• Les débuts de Jean-Jacques Pauvert dans l’édition racontés par Paul Léautaud dans son Journal Littéraire

    Après avoir vu, à l’Omnia de Rouen ce dimanche matin, Un sauvage honnête homme, le film de Maria Pinto consacré à Jean-Jacques Pauvert, je me plonge dans le troisième et dernier volume du Journal Littéraire de Paul Léautaud afin d’en retrouver les passages où est évoqué celui qui n’est encore que jeune homme, mais dégourdi.

    Mercredi cinq décembre mil neuf cent quarante-cinq :

    Ce matin, lettre d’un M. Jean-Jacques Pauvert, il me semble que ce nom ne m’est pas inconnu, habitant Sceaux, qui a créé une revue « pour défendre le droit des artistes et la liberté de l’esprit ». Il a pensé qu’il faut faire quelque chose « pour la liberté, la joie de vivre et l’amour de l’art » et me demande s’il peut compter sur moi pour son premier numéro, ne dissimulant pas qu’il n’y en aura peut-être pas un second.

    « La joie de vivre » ! Outre que cette expression est niaise au possible, il tombe bien avec moi.

(Entrées répertoriées dans un jeu de données)
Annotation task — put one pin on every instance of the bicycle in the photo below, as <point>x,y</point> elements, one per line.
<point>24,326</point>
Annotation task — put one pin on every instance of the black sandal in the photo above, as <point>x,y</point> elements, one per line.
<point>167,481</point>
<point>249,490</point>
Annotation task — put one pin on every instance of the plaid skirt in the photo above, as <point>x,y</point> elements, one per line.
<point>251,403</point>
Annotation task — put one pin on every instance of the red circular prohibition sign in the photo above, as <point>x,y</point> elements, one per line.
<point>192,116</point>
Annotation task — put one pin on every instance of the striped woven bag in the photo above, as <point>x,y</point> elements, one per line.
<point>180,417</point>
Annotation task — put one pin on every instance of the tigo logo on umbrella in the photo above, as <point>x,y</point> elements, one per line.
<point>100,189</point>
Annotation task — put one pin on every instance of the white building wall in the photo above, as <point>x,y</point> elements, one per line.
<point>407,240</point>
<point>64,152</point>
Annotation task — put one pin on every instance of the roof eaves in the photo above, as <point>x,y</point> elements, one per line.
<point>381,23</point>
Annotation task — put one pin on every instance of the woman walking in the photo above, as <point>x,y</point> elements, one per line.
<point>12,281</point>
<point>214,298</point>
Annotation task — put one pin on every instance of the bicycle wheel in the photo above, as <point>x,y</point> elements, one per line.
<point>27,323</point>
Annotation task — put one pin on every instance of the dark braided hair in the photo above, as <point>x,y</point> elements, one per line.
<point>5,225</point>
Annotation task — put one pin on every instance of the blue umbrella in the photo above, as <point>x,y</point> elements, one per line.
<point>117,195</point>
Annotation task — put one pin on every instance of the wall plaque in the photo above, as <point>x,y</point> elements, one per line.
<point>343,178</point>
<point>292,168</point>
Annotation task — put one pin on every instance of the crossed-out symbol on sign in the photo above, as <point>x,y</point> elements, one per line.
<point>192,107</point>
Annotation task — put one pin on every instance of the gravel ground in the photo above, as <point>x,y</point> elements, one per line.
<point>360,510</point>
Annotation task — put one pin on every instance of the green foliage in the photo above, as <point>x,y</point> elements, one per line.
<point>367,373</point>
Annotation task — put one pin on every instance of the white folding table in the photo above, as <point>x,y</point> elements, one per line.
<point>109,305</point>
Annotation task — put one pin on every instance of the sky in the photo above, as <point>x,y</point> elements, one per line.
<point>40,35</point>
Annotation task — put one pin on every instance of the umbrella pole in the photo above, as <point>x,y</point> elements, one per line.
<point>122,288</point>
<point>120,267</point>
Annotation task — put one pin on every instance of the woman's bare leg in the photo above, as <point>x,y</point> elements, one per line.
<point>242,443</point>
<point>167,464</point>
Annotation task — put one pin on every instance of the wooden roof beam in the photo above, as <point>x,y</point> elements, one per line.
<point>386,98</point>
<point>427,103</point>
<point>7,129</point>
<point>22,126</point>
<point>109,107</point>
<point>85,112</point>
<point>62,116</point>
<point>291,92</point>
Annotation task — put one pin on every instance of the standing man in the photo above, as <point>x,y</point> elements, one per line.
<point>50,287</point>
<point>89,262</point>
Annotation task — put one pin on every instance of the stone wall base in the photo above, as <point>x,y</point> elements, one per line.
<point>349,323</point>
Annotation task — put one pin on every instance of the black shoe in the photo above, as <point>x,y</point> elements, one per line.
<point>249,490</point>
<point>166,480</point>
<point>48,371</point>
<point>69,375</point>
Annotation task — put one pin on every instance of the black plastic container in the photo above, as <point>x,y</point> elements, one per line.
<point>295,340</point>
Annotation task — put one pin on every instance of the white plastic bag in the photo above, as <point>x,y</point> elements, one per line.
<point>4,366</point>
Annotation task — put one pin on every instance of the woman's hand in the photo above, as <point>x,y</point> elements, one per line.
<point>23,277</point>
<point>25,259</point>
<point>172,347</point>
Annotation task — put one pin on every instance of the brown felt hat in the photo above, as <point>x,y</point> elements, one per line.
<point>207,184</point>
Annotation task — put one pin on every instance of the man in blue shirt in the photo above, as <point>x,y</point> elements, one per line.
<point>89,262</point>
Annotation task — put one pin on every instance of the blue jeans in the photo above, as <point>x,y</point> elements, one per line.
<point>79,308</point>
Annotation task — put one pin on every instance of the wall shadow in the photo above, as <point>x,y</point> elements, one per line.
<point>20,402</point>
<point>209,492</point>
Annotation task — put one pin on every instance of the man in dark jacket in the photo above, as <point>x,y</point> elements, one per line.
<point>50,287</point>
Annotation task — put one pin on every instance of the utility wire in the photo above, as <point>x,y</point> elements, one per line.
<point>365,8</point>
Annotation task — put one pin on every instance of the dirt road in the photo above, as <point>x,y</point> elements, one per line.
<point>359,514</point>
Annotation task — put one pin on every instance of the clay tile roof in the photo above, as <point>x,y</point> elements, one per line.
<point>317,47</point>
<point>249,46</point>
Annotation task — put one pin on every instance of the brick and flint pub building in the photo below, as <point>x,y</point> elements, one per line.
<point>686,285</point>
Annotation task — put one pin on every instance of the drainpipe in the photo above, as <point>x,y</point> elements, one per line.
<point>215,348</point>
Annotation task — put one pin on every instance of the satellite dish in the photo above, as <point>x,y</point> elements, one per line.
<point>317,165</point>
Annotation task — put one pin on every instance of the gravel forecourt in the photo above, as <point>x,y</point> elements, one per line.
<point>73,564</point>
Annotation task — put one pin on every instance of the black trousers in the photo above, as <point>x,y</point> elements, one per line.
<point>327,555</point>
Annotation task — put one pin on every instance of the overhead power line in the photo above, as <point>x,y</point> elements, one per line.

> [CONSIGNE]:
Reprenez le texte sur Jean-Jacques Pauvert à partir des mots « Après avoir vu, à » et arrêtez-vous après « homme, mais dégourdi. », en remplaçant « dimanche » par « samedi ».

> [CORRIGÉ]:
Après avoir vu, à l’Omnia de Rouen ce samedi matin, Un sauvage honnête homme, le film de Maria Pinto consacré à Jean-Jacques Pauvert, je me plonge dans le troisième et dernier volume du Journal Littéraire de Paul Léautaud afin d’en retrouver les passages où est évoqué celui qui n’est encore que jeune homme, mais dégourdi.